Supplied material:
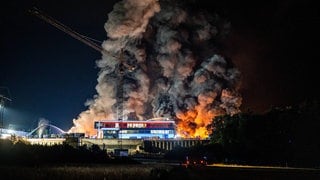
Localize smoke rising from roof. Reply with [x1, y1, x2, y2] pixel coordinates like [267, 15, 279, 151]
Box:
[70, 0, 242, 137]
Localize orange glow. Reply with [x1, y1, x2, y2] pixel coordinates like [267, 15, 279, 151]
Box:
[176, 92, 223, 139]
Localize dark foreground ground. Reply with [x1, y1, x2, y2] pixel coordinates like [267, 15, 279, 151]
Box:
[0, 164, 320, 180]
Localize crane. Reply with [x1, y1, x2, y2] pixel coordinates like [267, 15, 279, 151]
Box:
[28, 7, 131, 120]
[0, 87, 12, 136]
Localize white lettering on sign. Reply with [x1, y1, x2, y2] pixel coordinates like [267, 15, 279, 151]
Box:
[127, 123, 147, 128]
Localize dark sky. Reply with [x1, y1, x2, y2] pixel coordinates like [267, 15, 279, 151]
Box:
[0, 0, 320, 130]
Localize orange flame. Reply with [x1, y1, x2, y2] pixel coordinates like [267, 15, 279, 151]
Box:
[176, 92, 223, 139]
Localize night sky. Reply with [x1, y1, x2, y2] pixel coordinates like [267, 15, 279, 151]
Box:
[0, 0, 320, 130]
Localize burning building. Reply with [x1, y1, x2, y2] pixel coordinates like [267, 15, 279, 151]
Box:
[70, 0, 242, 138]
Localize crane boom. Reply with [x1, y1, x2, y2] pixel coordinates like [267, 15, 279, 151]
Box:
[29, 7, 136, 71]
[29, 7, 136, 125]
[29, 7, 103, 52]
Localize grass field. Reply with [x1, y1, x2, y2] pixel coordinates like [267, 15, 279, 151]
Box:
[0, 164, 320, 180]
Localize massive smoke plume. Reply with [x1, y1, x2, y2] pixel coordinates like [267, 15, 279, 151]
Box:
[70, 0, 242, 137]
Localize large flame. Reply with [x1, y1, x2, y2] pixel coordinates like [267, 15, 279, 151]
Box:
[70, 0, 241, 138]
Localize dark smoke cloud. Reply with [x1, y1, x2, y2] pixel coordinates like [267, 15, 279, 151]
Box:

Task details: How many lines in the data above contain the word "flame"? Reply with the number alone.

Result of this exercise: 2